### EXERCISE INSTRUCTIONS
Can you retype the whole listing below line for line, keeping every character, space and break unchanged?

### RECORDS FOR THIS EXERCISE

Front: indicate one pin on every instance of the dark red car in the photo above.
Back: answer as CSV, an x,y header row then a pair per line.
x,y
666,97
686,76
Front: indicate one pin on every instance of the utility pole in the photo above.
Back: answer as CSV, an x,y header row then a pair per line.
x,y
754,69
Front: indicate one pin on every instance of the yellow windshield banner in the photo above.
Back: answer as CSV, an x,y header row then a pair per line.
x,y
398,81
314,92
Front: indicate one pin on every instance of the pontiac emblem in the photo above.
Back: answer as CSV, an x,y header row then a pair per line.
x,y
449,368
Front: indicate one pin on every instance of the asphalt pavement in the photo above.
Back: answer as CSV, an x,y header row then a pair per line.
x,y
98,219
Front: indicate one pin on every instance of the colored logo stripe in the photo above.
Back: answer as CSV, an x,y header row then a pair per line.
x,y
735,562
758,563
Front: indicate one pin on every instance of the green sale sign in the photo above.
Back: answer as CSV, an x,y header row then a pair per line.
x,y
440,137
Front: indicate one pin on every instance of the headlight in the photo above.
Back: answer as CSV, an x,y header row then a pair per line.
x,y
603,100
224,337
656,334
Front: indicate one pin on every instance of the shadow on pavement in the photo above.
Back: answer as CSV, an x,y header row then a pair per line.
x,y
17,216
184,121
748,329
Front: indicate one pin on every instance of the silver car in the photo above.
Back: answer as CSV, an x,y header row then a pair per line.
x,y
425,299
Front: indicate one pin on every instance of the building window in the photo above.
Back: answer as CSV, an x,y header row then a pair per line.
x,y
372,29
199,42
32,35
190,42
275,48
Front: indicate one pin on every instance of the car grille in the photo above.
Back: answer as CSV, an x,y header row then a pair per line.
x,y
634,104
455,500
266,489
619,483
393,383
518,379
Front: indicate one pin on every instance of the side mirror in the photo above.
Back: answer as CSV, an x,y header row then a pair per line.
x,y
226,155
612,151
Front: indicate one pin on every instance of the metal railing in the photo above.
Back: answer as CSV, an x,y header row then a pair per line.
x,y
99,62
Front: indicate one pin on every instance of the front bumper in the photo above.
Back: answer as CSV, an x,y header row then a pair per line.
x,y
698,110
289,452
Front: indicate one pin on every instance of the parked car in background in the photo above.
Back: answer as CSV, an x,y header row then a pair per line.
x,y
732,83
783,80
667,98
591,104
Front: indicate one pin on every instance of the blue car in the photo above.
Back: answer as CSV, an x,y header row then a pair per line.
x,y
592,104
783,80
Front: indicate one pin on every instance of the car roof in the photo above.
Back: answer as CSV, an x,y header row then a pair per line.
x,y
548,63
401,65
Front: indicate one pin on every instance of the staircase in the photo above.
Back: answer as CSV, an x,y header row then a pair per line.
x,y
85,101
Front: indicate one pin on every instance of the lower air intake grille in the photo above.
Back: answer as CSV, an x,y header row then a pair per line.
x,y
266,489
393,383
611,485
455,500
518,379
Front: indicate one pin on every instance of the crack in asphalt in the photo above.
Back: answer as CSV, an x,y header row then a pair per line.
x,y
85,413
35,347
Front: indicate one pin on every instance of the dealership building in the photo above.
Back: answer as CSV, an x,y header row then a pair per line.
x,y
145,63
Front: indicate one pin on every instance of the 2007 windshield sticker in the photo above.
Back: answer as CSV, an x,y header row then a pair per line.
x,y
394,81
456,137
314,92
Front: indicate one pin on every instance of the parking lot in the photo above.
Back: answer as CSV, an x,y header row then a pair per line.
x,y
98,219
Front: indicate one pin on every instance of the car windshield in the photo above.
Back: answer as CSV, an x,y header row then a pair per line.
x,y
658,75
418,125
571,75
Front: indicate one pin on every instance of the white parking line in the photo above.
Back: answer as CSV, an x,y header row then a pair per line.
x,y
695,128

### CORRECT OUTPUT
Front: indicate one pin on every instance of the dark red car in the photo above.
Back: answer as CSV, an x,y header row then a pair per line.
x,y
666,97
686,76
Front: indicate one pin on every instance of the utility pole in the photo above.
Back: answer as CSV, an x,y header row then a pair per line.
x,y
754,69
Front: indicate one pin on every instance of the yellow windshield banner in the photo above.
Back: answer as CSV, an x,y header row then a pair per line.
x,y
398,81
314,92
Front: indicate one pin on every instance of the pontiac emblem in the photo above.
Back: answer as CSV, an x,y header row then a pair per line.
x,y
449,368
Front: indicate one pin on every instance of the asphalt pavement in the photo above.
Back: answer as CSV, an x,y header row then a pair per line.
x,y
98,219
Front: indicate one pin on every instance of the colored logo stripe in the photo above.
Back: answer as CSV, an x,y header row then a pair per line.
x,y
735,562
758,563
Front: indicate one pin on every instance of the green sale sign in the photo above.
Back: answer as CSV, an x,y header row then a pair per line.
x,y
440,137
Front: indicate one pin on every instance of the headlight in the photo above.
Back: answer as CSV, an x,y header row then a pair per line.
x,y
603,100
224,337
656,334
Front: indicate one pin on every instance of the shadow on pavement in the photo above.
Back: answer as CSV, an x,y header row then a pair per line.
x,y
17,216
184,121
748,329
Front: indicate one pin on every instance of the silver car in the photo above.
Back: answer as CSV, an x,y header row then a pair per line.
x,y
425,299
Front: indicate one pin on every instance of the building window in the photo above.
Back: answer as CSV, an x,y header row then a pair per line.
x,y
372,29
199,42
32,35
190,42
275,48
Front: indicate one pin on every instance of the car grille in the photo above.
Back: answer as CSV, an x,y header row then a pair per line.
x,y
634,104
455,500
266,489
619,483
393,383
518,379
Front: indicate one pin on every instance of the side mirror in the photo above.
Back: answer as CSV, an x,y header row then a pair per line.
x,y
226,155
612,151
Front: indicate one pin on every instance of the metal railing in the photo above.
Back: answer as CSV, an x,y header row then a pair per line.
x,y
99,62
Front: indicate one pin on every instance of the front bumper in the photo above.
Back: answer as CSV, an x,y header row then a pair per line.
x,y
698,110
289,452
Front: indicate one pin on every instance of the parked car in background in the photo above.
Back: answer as CSV, an x,y header row then a pair per line.
x,y
732,83
783,80
667,98
591,104
Front: indicate one pin on every instance of the blue car in the photo above.
Back: answer as CSV, an x,y header row then a pair per line.
x,y
592,104
783,80
Front: indicate one pin on every instance of the car roof in the photo above.
Back: answer as CSV, an x,y header row then a pair per line.
x,y
548,63
401,65
Front: indicate one pin on every instance of the staircase in the photo above.
Back: answer as CSV, an x,y header row then a pair per line.
x,y
85,101
Front: indicate one pin on every instance of the lower air intake grille in the photo above.
Back: answer as CSV, an x,y header row then a pair per line.
x,y
266,489
393,383
611,485
455,500
518,379
Front: indicate one pin on every instance of the crack in asphalt in the photo above.
Back: answer as CSV, an x,y header row then a pair per line.
x,y
85,413
35,347
Front: indicate one pin on every instance of the dealership building in the photo above.
Back: answer as CSV, an x,y header row then a pair per line.
x,y
145,63
Front: indicate one pin on every instance of the 2007 windshield sticker in the photo above.
Back: answer as CSV, an x,y header row then a pair per line.
x,y
394,81
456,137
314,92
Front: indicate one pin on every instance of the parking lot in the photo above.
Back: answer as CSV, an x,y header row then a pair per line.
x,y
98,219
Front: indicate one pin on every instance of the car windshield in the photo above.
Back: answer as CSV, an x,y header row then a pair per line.
x,y
658,75
418,125
571,75
Front: indicate one pin on every instance of the white parking line in the photo above.
Back: answer as CSV, an x,y header row then a pair per line.
x,y
695,128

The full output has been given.